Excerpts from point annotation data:
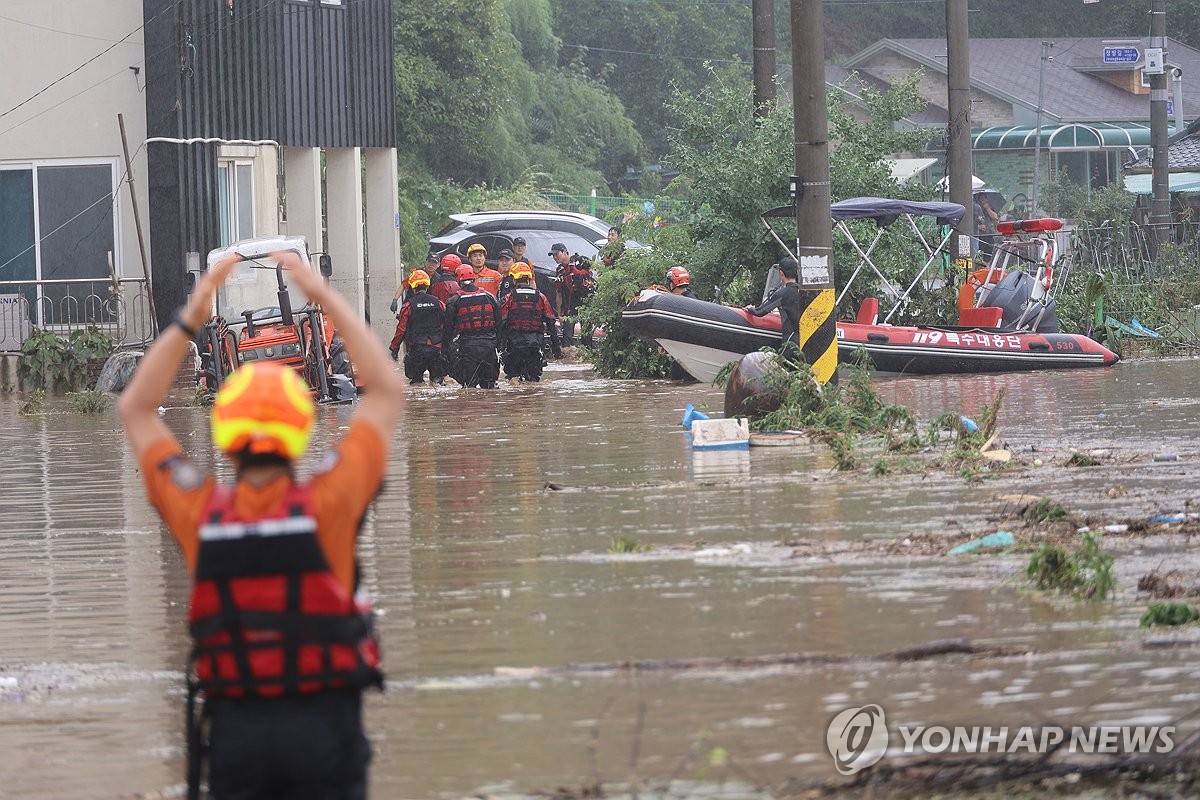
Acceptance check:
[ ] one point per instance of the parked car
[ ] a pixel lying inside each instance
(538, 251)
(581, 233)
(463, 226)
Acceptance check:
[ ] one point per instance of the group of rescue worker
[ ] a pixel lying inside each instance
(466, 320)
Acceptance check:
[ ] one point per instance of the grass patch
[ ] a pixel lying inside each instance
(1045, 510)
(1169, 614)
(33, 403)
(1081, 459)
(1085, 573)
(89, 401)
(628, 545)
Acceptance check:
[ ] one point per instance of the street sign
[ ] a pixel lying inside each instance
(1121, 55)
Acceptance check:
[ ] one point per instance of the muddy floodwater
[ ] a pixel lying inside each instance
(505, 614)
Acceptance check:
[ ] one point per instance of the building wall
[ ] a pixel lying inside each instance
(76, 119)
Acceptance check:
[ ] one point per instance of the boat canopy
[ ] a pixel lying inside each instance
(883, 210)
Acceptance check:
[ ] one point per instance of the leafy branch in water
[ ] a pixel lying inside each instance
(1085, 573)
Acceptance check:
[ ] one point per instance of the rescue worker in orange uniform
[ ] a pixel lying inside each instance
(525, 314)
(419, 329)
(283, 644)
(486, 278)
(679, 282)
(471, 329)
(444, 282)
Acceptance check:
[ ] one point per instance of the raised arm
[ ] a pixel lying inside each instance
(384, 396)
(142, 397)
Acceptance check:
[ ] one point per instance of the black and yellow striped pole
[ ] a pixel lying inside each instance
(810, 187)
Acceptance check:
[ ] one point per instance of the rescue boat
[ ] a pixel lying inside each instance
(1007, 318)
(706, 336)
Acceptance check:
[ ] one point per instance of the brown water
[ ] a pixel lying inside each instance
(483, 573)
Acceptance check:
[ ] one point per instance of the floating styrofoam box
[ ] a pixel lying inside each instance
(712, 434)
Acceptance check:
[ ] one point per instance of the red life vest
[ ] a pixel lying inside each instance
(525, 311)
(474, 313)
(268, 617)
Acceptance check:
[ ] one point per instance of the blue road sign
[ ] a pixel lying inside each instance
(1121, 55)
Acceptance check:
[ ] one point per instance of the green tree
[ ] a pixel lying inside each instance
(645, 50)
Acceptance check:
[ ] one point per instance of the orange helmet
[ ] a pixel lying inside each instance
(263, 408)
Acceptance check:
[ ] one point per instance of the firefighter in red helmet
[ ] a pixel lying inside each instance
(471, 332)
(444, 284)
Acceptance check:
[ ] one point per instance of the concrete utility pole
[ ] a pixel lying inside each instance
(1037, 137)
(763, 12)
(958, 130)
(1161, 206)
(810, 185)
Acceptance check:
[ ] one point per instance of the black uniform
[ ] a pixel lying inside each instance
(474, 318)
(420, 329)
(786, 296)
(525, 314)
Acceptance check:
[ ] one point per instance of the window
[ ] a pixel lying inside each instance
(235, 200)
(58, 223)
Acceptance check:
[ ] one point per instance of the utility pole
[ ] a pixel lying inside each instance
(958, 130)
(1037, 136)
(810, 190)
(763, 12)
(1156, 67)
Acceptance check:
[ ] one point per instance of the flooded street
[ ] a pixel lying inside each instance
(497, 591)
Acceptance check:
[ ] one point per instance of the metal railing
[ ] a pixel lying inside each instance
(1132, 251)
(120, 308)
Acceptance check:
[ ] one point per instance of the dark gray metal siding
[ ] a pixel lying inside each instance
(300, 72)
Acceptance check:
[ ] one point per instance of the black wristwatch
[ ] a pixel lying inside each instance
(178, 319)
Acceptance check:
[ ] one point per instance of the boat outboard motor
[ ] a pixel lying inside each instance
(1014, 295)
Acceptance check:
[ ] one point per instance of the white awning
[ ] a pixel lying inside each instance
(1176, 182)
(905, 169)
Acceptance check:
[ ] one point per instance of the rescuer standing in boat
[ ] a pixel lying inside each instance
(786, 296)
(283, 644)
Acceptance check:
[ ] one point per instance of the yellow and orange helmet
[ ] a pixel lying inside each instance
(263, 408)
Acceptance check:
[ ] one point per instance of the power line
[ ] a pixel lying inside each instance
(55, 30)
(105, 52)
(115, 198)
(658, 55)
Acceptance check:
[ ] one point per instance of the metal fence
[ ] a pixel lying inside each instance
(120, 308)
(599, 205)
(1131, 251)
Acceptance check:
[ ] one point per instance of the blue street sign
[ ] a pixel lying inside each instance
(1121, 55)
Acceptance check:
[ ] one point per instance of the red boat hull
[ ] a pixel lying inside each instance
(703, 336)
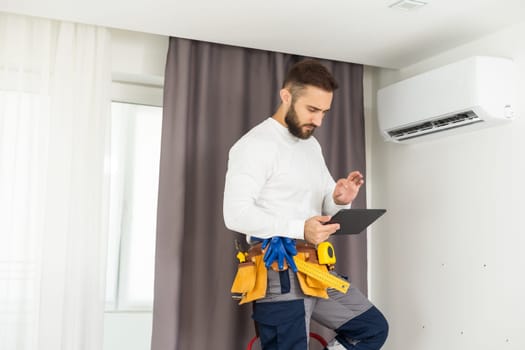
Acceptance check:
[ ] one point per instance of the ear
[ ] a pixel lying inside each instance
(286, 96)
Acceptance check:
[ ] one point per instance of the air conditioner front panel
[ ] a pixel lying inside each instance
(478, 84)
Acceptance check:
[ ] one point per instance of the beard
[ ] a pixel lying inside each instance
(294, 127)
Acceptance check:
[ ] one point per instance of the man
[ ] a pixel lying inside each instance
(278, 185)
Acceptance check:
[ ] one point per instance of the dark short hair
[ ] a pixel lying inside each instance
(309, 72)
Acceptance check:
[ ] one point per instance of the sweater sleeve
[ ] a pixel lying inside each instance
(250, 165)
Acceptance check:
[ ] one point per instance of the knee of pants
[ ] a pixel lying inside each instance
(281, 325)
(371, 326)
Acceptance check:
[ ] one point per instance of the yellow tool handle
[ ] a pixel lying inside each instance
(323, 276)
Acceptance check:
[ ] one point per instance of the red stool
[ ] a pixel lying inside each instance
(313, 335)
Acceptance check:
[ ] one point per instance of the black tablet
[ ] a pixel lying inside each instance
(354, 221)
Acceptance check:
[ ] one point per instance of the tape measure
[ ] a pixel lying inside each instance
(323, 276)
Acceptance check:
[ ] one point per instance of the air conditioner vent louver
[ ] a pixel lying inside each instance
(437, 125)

**What the exercise asks:** Word for word, quote the lines above. Omit the pictures.

**Response to the task:**
Acceptance check:
[ ] one point per instance of the parked car
[ ] a pixel lying inside each instance
(538, 251)
(581, 233)
(463, 226)
Acceptance check:
[ ] one point per instance of the group of rescue worker
[ ] a pixel lying inside each instance
(466, 320)
Acceptance check:
[ ] one point per instance of the grass patch
[ ] a pixel lying inside each instance
(1045, 510)
(1169, 614)
(33, 403)
(1081, 459)
(1085, 573)
(89, 401)
(628, 545)
Acceptance check:
[ ] one point per instance of the street sign
[ ] a pixel lying inside each instance
(1121, 55)
Acceptance check:
[ ] one point per instance of the muddy floodwater
[ ] a pixel lying inside each instance
(505, 614)
Acceptance check:
[ ] one point per instance of the building wall
[ ] a pixel lying inside each instance
(76, 119)
Acceptance check:
[ ] one point per instance of the boat canopy
[ ] a pixel lying inside each instance
(883, 210)
Acceptance check:
[ ] one point per instance of the leafy branch in water
[ ] a pixel lying inside each instance
(1085, 573)
Acceptance check:
[ ] one point per instance of the rescue worker in orange uniform
[ ] a pixel lying inside each instance
(525, 314)
(419, 329)
(283, 644)
(486, 278)
(679, 282)
(471, 329)
(444, 282)
Acceptance check:
[ ] one point per instance of the raised arm
[ ] a pixel lying inside each instance
(384, 396)
(142, 397)
Acceptance check:
[ ] one point per instance of the black and yellow striped pole
[ ] a pixel lying inside each instance
(810, 187)
Acceptance check:
[ ] one point per instance of the rescue boat
[ ] a pixel lying inside each instance
(1007, 318)
(706, 336)
Acceptance check:
[ ] one point per instance of the brown water
[ ] a pixel lying inside each instance
(483, 573)
Acceptance check:
[ ] one point per instance of the floating styrofoam box
[ ] a pixel lying inside each instance
(712, 434)
Acceptance check:
[ ] one point per instance of the red life vest
[ ] a pixel lying inside each instance
(525, 311)
(474, 313)
(268, 617)
Acceptance check:
[ ] one point per instance of the blue road sign
[ ] a pixel lying inside each instance
(1121, 55)
Acceptance check:
[ ] one point per instance of the green tree
[ ] a pixel lying inside each instance
(645, 50)
Acceptance check:
[ ] one point per instance of the orange helmet
[ ] a pixel lying inside each instance
(263, 408)
Acceptance check:
[ ] one point per instance of the firefighter in red helmet
[ ] a pixel lying inside each instance
(471, 332)
(444, 284)
Acceptance check:
[ ] one point per instance of the concrete utility pole
[ ] a pixel lying inside each instance
(1037, 137)
(763, 12)
(958, 130)
(1161, 206)
(810, 185)
Acceptance check:
[ ] one point per instance of the black uniform
[ ] a pixel lying inside each instance
(474, 318)
(420, 329)
(786, 296)
(525, 314)
Acceptance check:
[ ] one point per instance of the window
[ ] a pixel lying inside each instance
(235, 200)
(58, 223)
Acceptance check:
[ ] one point per instance of the utility pole
[ ] a pixel lying inside each instance
(958, 130)
(1037, 136)
(810, 190)
(763, 12)
(1156, 67)
Acceptance check:
[ ] one point per instance of the flooded street
[ ] a pixel lying inside each instance
(497, 591)
Acceptance check:
[ ] one point per instance of the metal railing
[ ] a pixel lying inside each instance
(1132, 251)
(120, 308)
Acceptance check:
[ ] one point per instance of the dark gray metal siding
[ ] a pixel lying inside each instance
(300, 72)
Acceptance check:
[ ] one point per instance of the black wristwatch
[ ] a pixel lying inside each instance
(178, 319)
Acceptance check:
[ ] one point per instance of the boat outboard motor
[ ] a pixel lying inside each instance
(1014, 295)
Acceptance check:
[ ] one point per instance of the white awning
[ ] a pixel lying inside each instance
(1176, 182)
(905, 169)
Acceptance check:
[ ] one point per instance of the rescuer standing in boat
[ ] a pixel lying inside each instance
(786, 296)
(283, 644)
Acceptance check:
[ ] one point per instance of the yellow and orange helmet
[ ] a pixel lying inside each instance
(263, 408)
Acceptance check:
[ ] one point per instance of the power line
[ ] a pixel lying inside each instance
(55, 30)
(105, 52)
(115, 198)
(658, 55)
Acceptance check:
[ ] one point per instance of the metal fence
[ ] a pixel lying inside each instance
(120, 308)
(599, 205)
(1131, 251)
Acceptance check:
[ ] one point per instance of the blue street sign
[ ] a pixel lying inside each instance
(1121, 55)
Acceptance check:
[ ] one point per instance of the red boat hull
[ ] a pixel lying inside each instance
(703, 336)
Acceptance check:
[ ] one point per instance of the ear
[ ] a pixel lying inside each instance
(286, 96)
Acceptance check:
[ ] one point per instance of the air conditioner front panel
[ ] a pixel lying inside each instance
(478, 84)
Acceptance check:
[ ] one point per instance of the beard
[ ] a pixel lying inside each instance
(294, 127)
Acceptance check:
[ ] one point per instance of the man
[ ] a pixel lying inside each instance
(278, 185)
Acceptance check:
[ ] one point per instance of the dark short hair
[ ] a pixel lying inside each instance
(309, 72)
Acceptance check:
[ ] one point per instance of the sweater sleeve
[ ] a pixel lying inside each instance
(250, 165)
Acceptance check:
[ ] one point per instance of the knee of pants
[ ] a pixel lying inside each instance
(281, 325)
(371, 326)
Acceptance check:
[ ] one point per instance of the yellow tool handle
[ ] a pixel lying inside each instance
(323, 276)
Acceptance check:
[ ] one point per instance of the red stool
[ ] a pixel lying inside each instance
(313, 335)
Acceptance check:
[ ] one point per instance of the black tablet
[ ] a pixel lying inside each instance
(354, 221)
Acceptance check:
[ ] one point per instance of the tape measure
[ ] a pixel lying inside each instance
(323, 276)
Acceptance check:
[ ] one point per instance of the air conditioner vent louver
[ ] a pixel lying inside each instance
(437, 125)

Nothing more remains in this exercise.